» Article
★ ★ ★
The more a situation in a game deteriorated, the harder Joost played. He would just not give up.
I recall asking him at a press conference in 2003 following the Springboks’s defeat to England in a key Rugby World Cup Pool game if the Boks’ World Cup campaign had been won and lost (the defeat set them up for a quarter-final against New Zealand, and the Springbok team was one of the poorest in decades).
He leaned up out of his chair and said with clinched fists said: “It it not a case of IF we beat New Zealand but WHEN we win the World Cup!”
And I knew he was not bull-dusting given his blazing eyes and clear restraint not to jump over the top of the table and punch my lights out. Those eyes ... women were mesmerised by them, rugby players feared them.
I was on tour in New Zealand as a journalist in 1996 when Joost was discussed on a TV show. One pundit said he had “gun slinger eyes that belonged at the OK Corral” when the going was tough in a match, but another on the show countered that with a wonderful description: “He has the ruthless, icy gaze of a German U-Boat commander scanning the Atlantic.”
One of the most famous photographs from the 1995 Rugby World Cup final was taken early in the game when the block-busting All Black wing Jonah Lomu was on the rampage and Van der Westhuizen (who had taken numbing injections to a rib injury to enable him to play in the final) flung himself into the path of the Tongan and cut him down at the ankles.
Lomu never scored that day (or ever against South Africa) and his opposite number at Ellis Park, James Small, later said that Joost’s courageous fling at the boots of the behemoth to bring “it” to a to a crashing halt, gave the team added belief that Lomu could be stopped.
But it was on attack that Van der Westhuizen was at his best. He had “white line fever” more than most and had the power, strength and tenacity to crash over for try after try.
If a Springbok or Bulls pack was advancing near the opposition line, it was an almost certainty that the rampaging scrum-half would smash over. He was that determined.
★ ★ ★
» Dataset entries
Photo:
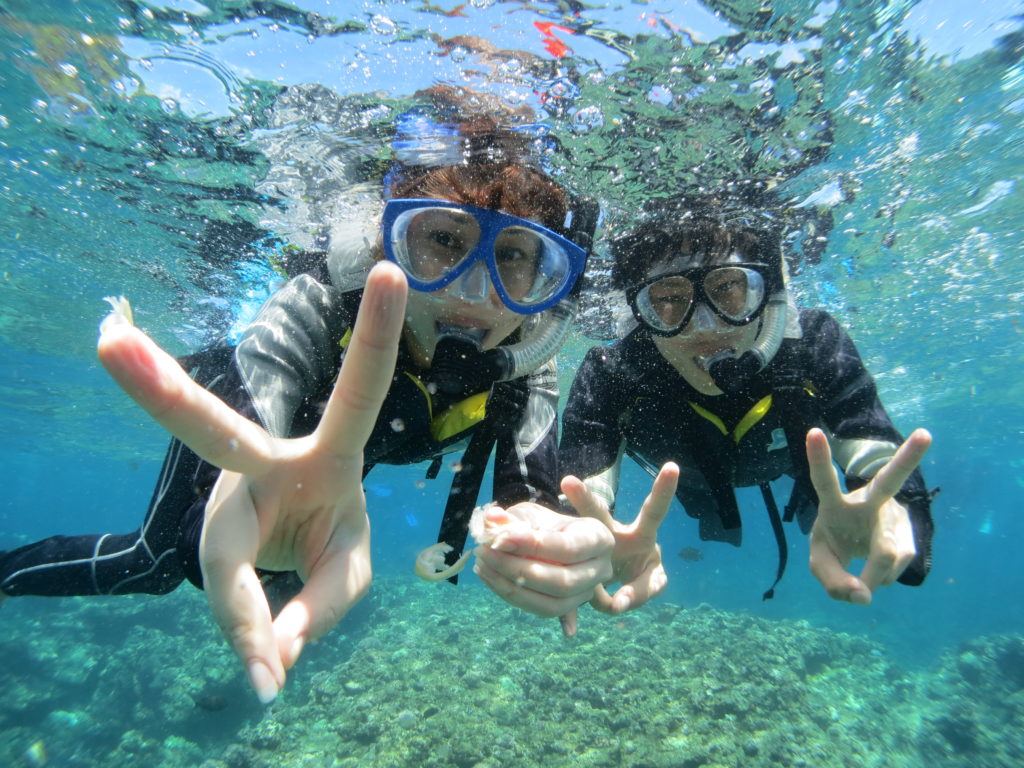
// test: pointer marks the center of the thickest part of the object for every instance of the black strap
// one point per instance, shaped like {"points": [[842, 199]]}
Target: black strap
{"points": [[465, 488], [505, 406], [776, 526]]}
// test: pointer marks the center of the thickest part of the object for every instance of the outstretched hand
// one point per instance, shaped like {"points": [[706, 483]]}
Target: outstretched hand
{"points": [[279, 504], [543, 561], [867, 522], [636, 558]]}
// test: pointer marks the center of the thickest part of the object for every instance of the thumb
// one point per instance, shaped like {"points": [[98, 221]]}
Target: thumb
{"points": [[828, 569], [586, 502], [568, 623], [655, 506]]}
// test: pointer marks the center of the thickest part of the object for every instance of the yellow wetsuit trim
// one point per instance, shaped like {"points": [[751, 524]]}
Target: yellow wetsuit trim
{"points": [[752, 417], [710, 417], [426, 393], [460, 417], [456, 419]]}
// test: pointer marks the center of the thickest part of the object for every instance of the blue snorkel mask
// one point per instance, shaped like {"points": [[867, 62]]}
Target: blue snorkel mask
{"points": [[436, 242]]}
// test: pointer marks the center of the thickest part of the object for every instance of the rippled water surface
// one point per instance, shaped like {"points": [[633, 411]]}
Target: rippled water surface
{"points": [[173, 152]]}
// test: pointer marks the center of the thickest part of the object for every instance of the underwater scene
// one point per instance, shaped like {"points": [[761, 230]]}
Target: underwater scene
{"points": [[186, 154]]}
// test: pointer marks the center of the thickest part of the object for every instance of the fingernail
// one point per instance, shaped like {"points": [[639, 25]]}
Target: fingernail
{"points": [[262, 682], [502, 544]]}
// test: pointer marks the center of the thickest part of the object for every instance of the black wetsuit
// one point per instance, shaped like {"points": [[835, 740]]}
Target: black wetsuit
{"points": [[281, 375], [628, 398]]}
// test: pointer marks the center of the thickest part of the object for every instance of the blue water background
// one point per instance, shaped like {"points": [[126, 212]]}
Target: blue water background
★ ★ ★
» What is required
Answer these from the article about Joost van der Westhuizen.
(a) In which year was the writer touring New Zealand as a journalist?
(b) What had Van der Westhuizen taken so he could play in the 1995 Rugby World Cup final?
(c) Who was Jonah Lomu's opposite number at Ellis Park?
The items have nothing to do with what is asked here.

» Answer for this exercise
(a) 1996
(b) Numbing injections to a rib injury
(c) James Small